▶ _Exercise instructions_
Tally how many lines of these entries hold the string "metal". Return the number alone.

[Image-grounded pointing data]
________________________

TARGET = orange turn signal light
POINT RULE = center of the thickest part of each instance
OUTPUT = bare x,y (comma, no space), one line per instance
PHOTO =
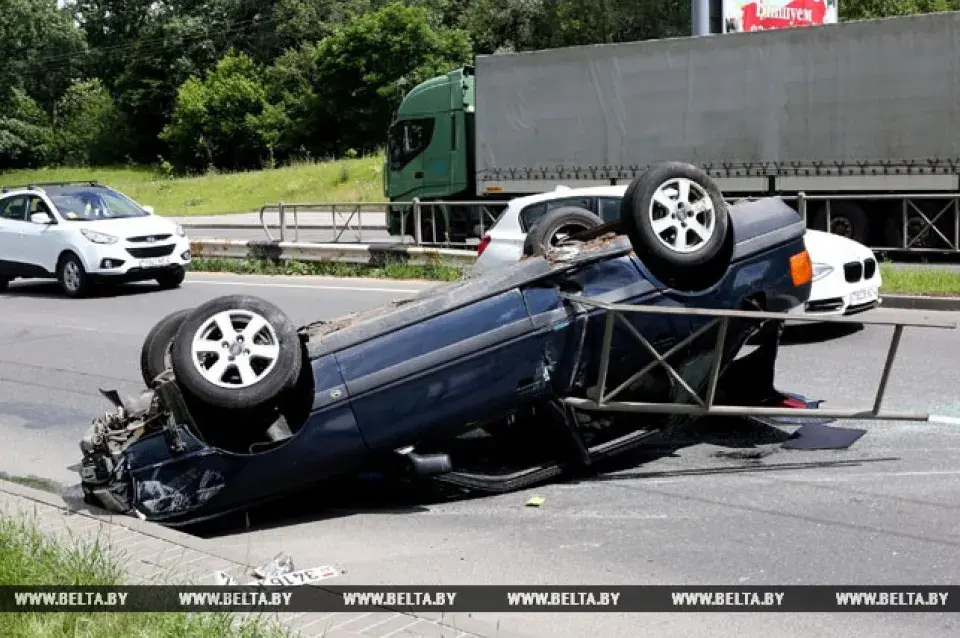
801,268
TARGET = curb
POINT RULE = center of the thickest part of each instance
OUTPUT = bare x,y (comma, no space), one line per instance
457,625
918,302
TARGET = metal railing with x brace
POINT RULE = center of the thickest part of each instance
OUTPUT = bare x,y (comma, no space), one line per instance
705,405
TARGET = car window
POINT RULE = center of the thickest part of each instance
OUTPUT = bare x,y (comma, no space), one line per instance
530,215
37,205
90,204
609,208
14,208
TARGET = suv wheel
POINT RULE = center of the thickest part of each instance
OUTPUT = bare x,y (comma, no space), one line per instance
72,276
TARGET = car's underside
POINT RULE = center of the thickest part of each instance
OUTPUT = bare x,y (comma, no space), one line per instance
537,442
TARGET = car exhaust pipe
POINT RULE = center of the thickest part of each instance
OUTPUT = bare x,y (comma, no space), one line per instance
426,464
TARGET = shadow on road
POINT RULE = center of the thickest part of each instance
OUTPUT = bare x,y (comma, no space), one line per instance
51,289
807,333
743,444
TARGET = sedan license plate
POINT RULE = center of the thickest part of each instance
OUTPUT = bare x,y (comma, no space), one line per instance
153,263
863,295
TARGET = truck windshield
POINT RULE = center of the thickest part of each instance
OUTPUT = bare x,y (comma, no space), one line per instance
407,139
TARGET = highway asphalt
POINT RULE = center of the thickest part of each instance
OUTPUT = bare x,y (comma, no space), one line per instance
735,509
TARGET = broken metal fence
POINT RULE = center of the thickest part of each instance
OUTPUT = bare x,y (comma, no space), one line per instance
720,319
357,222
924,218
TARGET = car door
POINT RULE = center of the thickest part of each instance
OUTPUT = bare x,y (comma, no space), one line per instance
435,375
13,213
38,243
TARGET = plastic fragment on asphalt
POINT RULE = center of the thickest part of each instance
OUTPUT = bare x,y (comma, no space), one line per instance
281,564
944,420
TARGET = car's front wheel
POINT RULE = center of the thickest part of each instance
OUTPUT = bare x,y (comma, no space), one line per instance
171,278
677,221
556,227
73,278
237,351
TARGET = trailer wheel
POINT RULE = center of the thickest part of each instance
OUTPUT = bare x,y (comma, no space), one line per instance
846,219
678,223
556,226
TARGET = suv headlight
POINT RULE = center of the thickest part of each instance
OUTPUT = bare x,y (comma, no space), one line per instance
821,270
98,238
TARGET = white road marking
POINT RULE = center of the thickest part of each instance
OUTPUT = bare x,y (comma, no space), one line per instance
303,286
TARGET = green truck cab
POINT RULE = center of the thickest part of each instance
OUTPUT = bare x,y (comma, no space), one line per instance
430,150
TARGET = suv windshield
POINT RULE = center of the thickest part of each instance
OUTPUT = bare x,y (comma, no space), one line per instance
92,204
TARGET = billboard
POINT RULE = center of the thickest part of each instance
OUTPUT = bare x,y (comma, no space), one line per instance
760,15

________________________

▶ _Answer below_
2